Article =>
The Courts of the State of Missouri seem to have made it so clear in Springfield v. Events Publishing to allow a public governmental agency to abuse the judicial process by forcing citizens of the state of Missouri to go to court to acquire the public records that the citizen needs to scrutinize the workings of government is to thwart the sunshine law. The auditor for the state has also found as such. Costs are to be accessed against the public governmental body. To ignore the clear meaning of the statutes is to abuse the courts discretion. To ignore the rules of court is to abuse the court's discretion.
The Judgment offers no substantial evidence to support it
The trial court erred in ordering on June 19, 2002, "Defendant's Motion for Continuance and Defendant's Motion for Sanctions taken up; Evidence adduced; Defendant's Motion for Sanctions, sustained; Plaintiff's pleadings are hereby stricken; Judgment of Dismissal is entered; Costs of this proceeding, including costs associated with attempted deposition on May 21, 2002, taxed to Plaintiff. TJB" Page 34 of the Legal File. It is clear that the Plaintiff appeared for deposition before 10:30 AM on the 21st day of May 2002, pursuant to the transcript made on the 19th day of June 2002 before the trial court. The court issued no order compelling Plaintiff/Appellant to answer any question at deposition, but instead took the drastic action of default judgment to dismiss the Petition for Declaratory Judgment Arising out of Chapter 610, striking Plaintiff/Appellant pleadings and accessing cost to the Plaintiff/Appellant. The Defendant/Respondent never made a showing of prejudice. The Judgment of June 19, 2002 offers no substantial evidence to support that Plaintiff did not appear for deposition and did violate the Missouri Supreme Court Rule 61. The Judgment of June 19, 2002 is an abuse of discretion and does not serve the interest of justice.
The Standard of review is provided by the Western District Court of Appeals in Young v. Safe-Ride Services, No. WD57178 (Mo.App. W.D. 05/31/2000)"Appellate review of a default judgment sustains the trial court's discretion unless there is no substantial evidence to support it, it is against the weight of the evidence, or it erroneously declares or applies the law. Boatmen's First Nat'l Bank v. Krider, 844 S.W.2d 10 (Mo.App. 1992) citing Murphy v. Carron, 536 S.W.2d 30 (Mo. banc 1976). However, the discretion of a trial court to deny a motion to set aside a default judgment is subject to closer scrutiny on appeal than is the discretion of a trial court to grant a motion to set aside. Boatmen's, supra citing Gibson v. Elley, 778 S.W.2d 851, 853-54 (Mo.App. 1989). Therefore, an appellate court is much more likely to interfere with the trial court's decision when the motion to set aside the judgment has been denied. Id. citing Gibson, 778 S.W.2d at 854. This is because of the court's distaste for default judgments. Billingsley v. Ford Motor Co., 939 S.W.2d 493, 498 (Mo. App. 1997)."

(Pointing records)
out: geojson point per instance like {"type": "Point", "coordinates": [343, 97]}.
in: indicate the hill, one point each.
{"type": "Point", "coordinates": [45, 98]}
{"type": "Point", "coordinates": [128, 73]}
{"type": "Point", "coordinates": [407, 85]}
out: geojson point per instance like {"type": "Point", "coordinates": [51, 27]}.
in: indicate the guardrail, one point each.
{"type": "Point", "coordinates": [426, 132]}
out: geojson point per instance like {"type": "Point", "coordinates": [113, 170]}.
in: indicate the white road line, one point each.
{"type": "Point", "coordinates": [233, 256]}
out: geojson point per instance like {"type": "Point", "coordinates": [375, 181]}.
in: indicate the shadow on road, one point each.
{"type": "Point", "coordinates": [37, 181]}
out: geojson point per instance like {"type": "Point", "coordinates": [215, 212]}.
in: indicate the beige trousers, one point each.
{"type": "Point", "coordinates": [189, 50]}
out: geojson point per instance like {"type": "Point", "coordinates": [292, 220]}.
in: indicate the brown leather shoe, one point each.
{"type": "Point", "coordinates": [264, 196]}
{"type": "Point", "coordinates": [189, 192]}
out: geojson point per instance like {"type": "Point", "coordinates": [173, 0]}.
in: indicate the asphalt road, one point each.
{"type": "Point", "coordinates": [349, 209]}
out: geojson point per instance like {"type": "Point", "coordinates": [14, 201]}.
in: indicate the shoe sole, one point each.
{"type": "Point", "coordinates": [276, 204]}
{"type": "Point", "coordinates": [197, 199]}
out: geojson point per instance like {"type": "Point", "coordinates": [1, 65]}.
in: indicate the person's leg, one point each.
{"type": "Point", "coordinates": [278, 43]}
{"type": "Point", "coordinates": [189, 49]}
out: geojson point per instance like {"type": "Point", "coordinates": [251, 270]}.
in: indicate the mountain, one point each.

Given instruction =>
Answer these questions using the Missouri appeal text above.
(a) Which case does the opening paragraph name?
(b) Before what time on May 21, 2002, did the Plaintiff appear for deposition?
(c) Which case does the text cite as providing the standard of review?

Expected answer =>
(a) Springfield v. Events Publishing
(b) 10:30 AM
(c) Young v. Safe-Ride Services, No. WD57178 (Mo.App. W.D. 05/31/2000)